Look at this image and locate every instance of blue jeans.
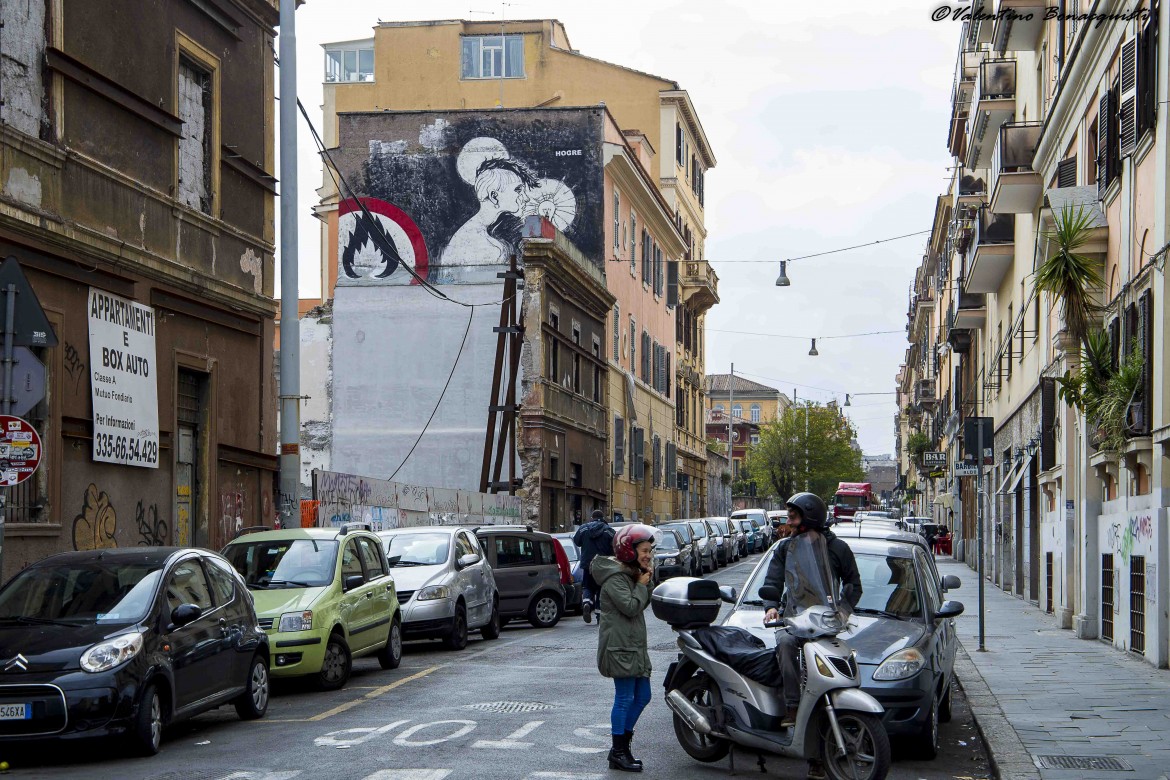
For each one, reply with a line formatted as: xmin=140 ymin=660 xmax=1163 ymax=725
xmin=610 ymin=677 xmax=651 ymax=734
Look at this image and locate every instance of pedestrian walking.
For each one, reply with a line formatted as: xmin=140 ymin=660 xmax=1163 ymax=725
xmin=592 ymin=523 xmax=658 ymax=772
xmin=573 ymin=509 xmax=613 ymax=623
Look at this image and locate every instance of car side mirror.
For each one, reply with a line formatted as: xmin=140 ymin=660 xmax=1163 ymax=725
xmin=759 ymin=585 xmax=780 ymax=602
xmin=935 ymin=601 xmax=963 ymax=620
xmin=168 ymin=603 xmax=204 ymax=628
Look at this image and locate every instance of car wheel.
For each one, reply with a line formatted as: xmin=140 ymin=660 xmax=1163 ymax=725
xmin=317 ymin=634 xmax=353 ymax=691
xmin=938 ymin=681 xmax=955 ymax=723
xmin=233 ymin=655 xmax=268 ymax=720
xmin=129 ymin=683 xmax=163 ymax=755
xmin=480 ymin=601 xmax=503 ymax=640
xmin=915 ymin=700 xmax=938 ymax=761
xmin=378 ymin=617 xmax=402 ymax=669
xmin=528 ymin=591 xmax=564 ymax=628
xmin=442 ymin=602 xmax=467 ymax=650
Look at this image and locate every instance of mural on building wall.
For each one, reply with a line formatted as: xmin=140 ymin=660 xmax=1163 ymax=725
xmin=73 ymin=482 xmax=118 ymax=550
xmin=337 ymin=109 xmax=604 ymax=287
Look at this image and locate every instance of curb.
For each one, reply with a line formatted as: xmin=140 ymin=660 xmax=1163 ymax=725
xmin=955 ymin=642 xmax=1040 ymax=780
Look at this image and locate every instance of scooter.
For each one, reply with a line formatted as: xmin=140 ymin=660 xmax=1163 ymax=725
xmin=661 ymin=580 xmax=890 ymax=780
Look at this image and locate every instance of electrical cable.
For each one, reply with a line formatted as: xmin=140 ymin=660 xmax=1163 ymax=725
xmin=387 ymin=305 xmax=475 ymax=482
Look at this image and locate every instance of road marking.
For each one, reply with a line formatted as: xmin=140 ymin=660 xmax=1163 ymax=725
xmin=312 ymin=720 xmax=410 ymax=747
xmin=301 ymin=663 xmax=447 ymax=723
xmin=472 ymin=720 xmax=544 ymax=750
xmin=394 ymin=720 xmax=479 ymax=747
xmin=557 ymin=723 xmax=610 ymax=753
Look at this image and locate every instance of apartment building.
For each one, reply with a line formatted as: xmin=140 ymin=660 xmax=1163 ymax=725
xmin=301 ymin=20 xmax=718 ymax=519
xmin=0 ymin=0 xmax=278 ymax=579
xmin=899 ymin=0 xmax=1170 ymax=667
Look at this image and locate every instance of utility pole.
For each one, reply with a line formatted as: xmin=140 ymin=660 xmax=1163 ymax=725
xmin=278 ymin=0 xmax=301 ymax=529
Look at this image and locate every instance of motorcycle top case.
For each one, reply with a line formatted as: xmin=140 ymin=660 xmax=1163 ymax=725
xmin=651 ymin=577 xmax=720 ymax=626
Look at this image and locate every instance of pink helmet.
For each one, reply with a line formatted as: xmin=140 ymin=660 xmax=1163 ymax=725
xmin=613 ymin=523 xmax=659 ymax=564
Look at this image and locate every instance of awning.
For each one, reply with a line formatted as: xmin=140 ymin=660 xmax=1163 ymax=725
xmin=1007 ymin=455 xmax=1032 ymax=493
——————
**Work to be completed**: Rewrite the data as a two-column Markdown table with the headings Row and Line. Start at the line containing "Look at this image and locate every instance of curb." and end at the line containing "xmin=651 ymin=577 xmax=720 ymax=626", including both, and give each line its own numbered row, skipping any blank lines.

**Exercise answer**:
| Row | Line |
|---|---|
| 1 | Look at this image and locate every instance of curb. |
| 2 | For each one, reply with a line formatted as: xmin=140 ymin=660 xmax=1163 ymax=725 |
| 3 | xmin=955 ymin=642 xmax=1040 ymax=780 |
| 4 | Look at this image and locate every instance of scooter. |
| 5 | For each one, reply with a line formatted as: xmin=140 ymin=660 xmax=1163 ymax=725 |
| 6 | xmin=661 ymin=580 xmax=890 ymax=780 |
| 7 | Look at this image and locate every instance of electrical cable. |
| 8 | For each one, reply with a line formatted as: xmin=140 ymin=660 xmax=1163 ymax=725 |
| 9 | xmin=387 ymin=305 xmax=475 ymax=482 |
| 10 | Look at this image and locate every instance of road marking. |
| 11 | For each one, reply with a line formatted as: xmin=140 ymin=660 xmax=1163 ymax=725 |
| 12 | xmin=312 ymin=720 xmax=410 ymax=747 |
| 13 | xmin=301 ymin=663 xmax=447 ymax=723 |
| 14 | xmin=472 ymin=720 xmax=544 ymax=750 |
| 15 | xmin=394 ymin=720 xmax=479 ymax=747 |
| 16 | xmin=557 ymin=723 xmax=610 ymax=753 |
| 17 | Look at this image and locate every instance of apartment building. |
| 18 | For each one, reply with a line formatted as: xmin=140 ymin=660 xmax=1163 ymax=725 |
| 19 | xmin=301 ymin=20 xmax=718 ymax=519 |
| 20 | xmin=0 ymin=0 xmax=278 ymax=579 |
| 21 | xmin=899 ymin=0 xmax=1170 ymax=667 |
| 22 | Look at this image and locate every instance of utility pole. |
| 23 | For each one, reply with a line formatted as: xmin=140 ymin=660 xmax=1163 ymax=725 |
| 24 | xmin=278 ymin=0 xmax=301 ymax=529 |
| 25 | Look at this image and locate every instance of motorcycle top case. |
| 26 | For each one, reply with a line formatted as: xmin=140 ymin=660 xmax=1163 ymax=725 |
| 27 | xmin=651 ymin=577 xmax=720 ymax=626 |